▶ TEXT
"""
By the end of the fighting, Russian casualties were 5 killed, 65 wounded, 57 to 65 contused, and 6 missing. Romanovsky estimated the total Khujandi deaths to be over 2,500, including garrison commander Kereuchei Mullah Tuichi Dadkhwah, who Romanovsky said was killed while fleeing the city. Russian forces began to bury the Khujandi dead, and provide rudimentary treatment for the wounded over several days. On June 5, defenders would formally surrender by presenting a traditional Khujandi offering of bread and salt to Russian command.

Soon after the capture of Khujand, a delegation representing the Emir of Bukhara Muzaffar bin Nasrullah would meet with Romanovsky to discuss terms of surrender. Romanovky declined this offer, as he considered the leader of the delegation to be an untrustworthy individual. Romanovsky would continue his march to the Bukharan cities of Jizzakh and Ura-Tyube. While he had expected to impress the Russian government with the unapproved expedition similarly to Mikhail Chernyayev's capture of Tashkent, the Ministry of Foreign Affairs did not view the action positively.

The captures of fort Nau and Khujand during Romanovsky's expedition intimidated the Kokand Khanate, which viewed Khujand as part of their state. On 28 May, Khudayar Khan delivered a letter to Romanovsky in which he declared himself a friend of the Tsar, wished for goodwill, and indicated openness to an alliance against Bukhara. Romanovsky responded positively to the letter, and responded by demanding extradition rights and free trade for Russian merchants.
"""
▶ EXERCISE SET
A. Answer these questions using the passage about the capture of Khujand.
(i) How many Russians were listed as missing at the end of the fighting?
(ii) Why did Romanovsky decline the offer from the Bukharan delegation?
(iii) On what date did Khudayar Khan deliver his letter to Romanovsky?
B. From the passage about the capture of Khujand, extract the part that begins at the words "Soon after the" and stops after "the action positively.".

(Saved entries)
"""
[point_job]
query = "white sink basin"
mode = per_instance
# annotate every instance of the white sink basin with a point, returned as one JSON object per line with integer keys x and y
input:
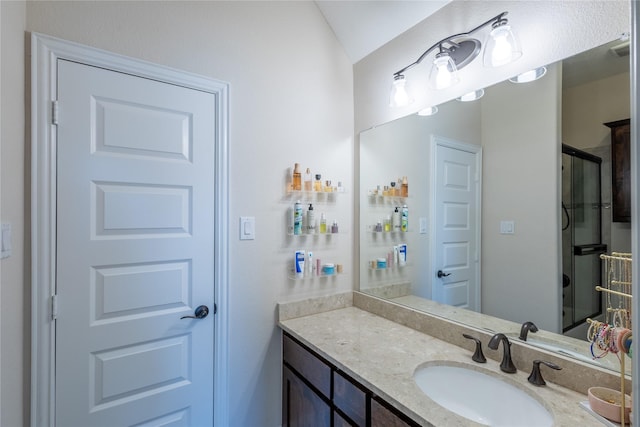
{"x": 483, "y": 398}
"""
▶ YOUR WRITTEN ANSWERS
A.
(i) Six Russians were missing.
(ii) He considered the leader of the delegation untrustworthy.
(iii) He delivered it on 28 May.

B.
Soon after the capture of Khujand, a delegation representing the Emir of Bukhara Muzaffar bin Nasrullah would meet with Romanovsky to discuss terms of surrender. Romanovky declined this offer, as he considered the leader of the delegation to be an untrustworthy individual. Romanovsky would continue his march to the Bukharan cities of Jizzakh and Ura-Tyube. While he had expected to impress the Russian government with the unapproved expedition similarly to Mikhail Chernyayev's capture of Tashkent, the Ministry of Foreign Affairs did not view the action positively.